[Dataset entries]
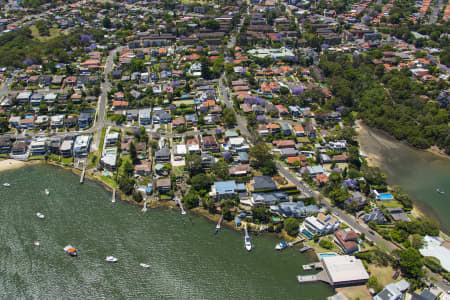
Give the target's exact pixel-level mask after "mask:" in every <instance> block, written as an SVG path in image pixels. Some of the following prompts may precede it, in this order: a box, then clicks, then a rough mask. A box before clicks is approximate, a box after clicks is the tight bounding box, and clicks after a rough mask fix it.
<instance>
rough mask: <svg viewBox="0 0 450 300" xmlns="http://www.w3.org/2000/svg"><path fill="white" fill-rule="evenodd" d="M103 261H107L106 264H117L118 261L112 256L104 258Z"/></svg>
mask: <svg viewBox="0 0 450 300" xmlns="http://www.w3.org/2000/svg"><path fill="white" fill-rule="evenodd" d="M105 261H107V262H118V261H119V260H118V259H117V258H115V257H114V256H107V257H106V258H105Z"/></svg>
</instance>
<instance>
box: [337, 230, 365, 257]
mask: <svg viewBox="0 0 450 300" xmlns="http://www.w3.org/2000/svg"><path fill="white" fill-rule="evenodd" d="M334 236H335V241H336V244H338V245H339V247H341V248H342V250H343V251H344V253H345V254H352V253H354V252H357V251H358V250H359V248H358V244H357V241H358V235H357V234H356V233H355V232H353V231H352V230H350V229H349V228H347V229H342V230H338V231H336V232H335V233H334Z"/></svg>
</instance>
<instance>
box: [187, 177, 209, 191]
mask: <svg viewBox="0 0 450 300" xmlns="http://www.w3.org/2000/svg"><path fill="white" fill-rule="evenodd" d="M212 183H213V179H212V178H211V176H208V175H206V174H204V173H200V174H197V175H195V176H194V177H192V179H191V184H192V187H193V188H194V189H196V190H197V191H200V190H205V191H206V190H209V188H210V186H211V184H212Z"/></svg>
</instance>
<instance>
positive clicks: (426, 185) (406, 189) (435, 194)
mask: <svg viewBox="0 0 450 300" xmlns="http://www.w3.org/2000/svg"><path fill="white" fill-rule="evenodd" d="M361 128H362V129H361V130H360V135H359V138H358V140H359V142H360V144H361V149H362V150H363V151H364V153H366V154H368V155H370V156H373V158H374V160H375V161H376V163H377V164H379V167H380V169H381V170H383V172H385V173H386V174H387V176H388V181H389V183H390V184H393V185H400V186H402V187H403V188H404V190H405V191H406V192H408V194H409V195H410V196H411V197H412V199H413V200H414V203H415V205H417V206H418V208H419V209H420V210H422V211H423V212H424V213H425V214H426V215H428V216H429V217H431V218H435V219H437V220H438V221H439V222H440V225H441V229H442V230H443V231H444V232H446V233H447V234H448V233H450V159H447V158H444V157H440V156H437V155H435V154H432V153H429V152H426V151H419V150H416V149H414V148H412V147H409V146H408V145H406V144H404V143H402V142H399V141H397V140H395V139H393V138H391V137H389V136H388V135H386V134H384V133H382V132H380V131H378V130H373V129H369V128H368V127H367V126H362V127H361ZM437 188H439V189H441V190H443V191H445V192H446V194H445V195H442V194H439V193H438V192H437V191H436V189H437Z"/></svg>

==

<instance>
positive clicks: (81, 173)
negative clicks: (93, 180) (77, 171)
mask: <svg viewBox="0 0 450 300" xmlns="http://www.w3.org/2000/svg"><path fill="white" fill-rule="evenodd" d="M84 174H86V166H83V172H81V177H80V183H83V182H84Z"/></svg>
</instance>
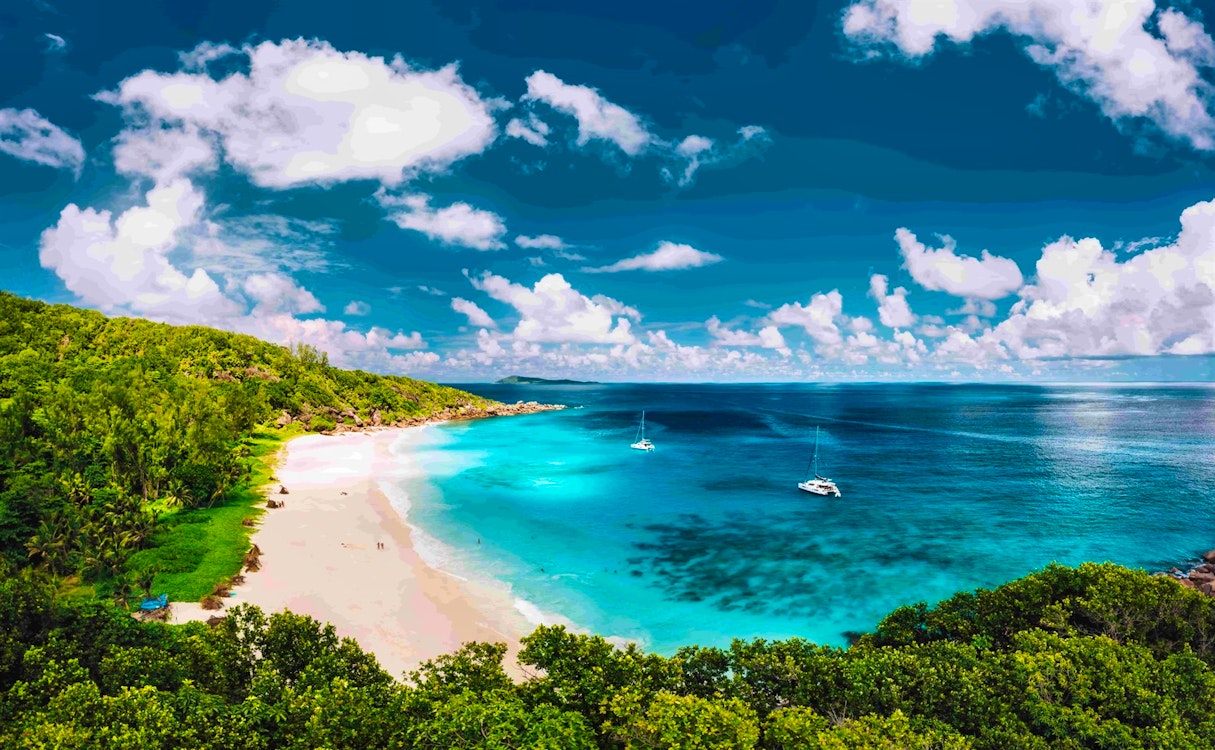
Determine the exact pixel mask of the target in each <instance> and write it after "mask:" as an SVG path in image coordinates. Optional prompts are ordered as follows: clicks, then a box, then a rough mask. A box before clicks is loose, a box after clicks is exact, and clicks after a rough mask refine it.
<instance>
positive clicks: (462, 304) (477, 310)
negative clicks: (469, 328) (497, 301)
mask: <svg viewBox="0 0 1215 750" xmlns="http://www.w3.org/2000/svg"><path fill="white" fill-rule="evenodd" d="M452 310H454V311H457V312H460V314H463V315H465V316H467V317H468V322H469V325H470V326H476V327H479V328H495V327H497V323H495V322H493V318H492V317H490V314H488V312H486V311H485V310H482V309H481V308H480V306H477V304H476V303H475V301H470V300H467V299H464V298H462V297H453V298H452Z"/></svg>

◆ **Aim of the exercise**
Which lines in the records above contain the word "rough"? Report each of them in full.

◆ **Written response**
Give the target's exact pixel-level mask after "mask:" in every <instance> block, written as an SVG path in image pixels. Some of the following prompts may precede it, in this order: a box, then clicks, then a rough mask. A box before clicks is approximate, a box after clicks is the tight bounding box, and clicks after a rough mask fix it.
rough mask: <svg viewBox="0 0 450 300" xmlns="http://www.w3.org/2000/svg"><path fill="white" fill-rule="evenodd" d="M103 261H107L106 264H117L118 261L112 256L104 258Z"/></svg>
Determine the exact pixel mask of the target in each <instance> and write it after "mask:" as an SVG path in image coordinates. Optional prompts are ordered as follows: clicks, then a box, then a rough mask. A box before clicks is loose, a box after clicks is exact, and clicks after a rough mask refine it.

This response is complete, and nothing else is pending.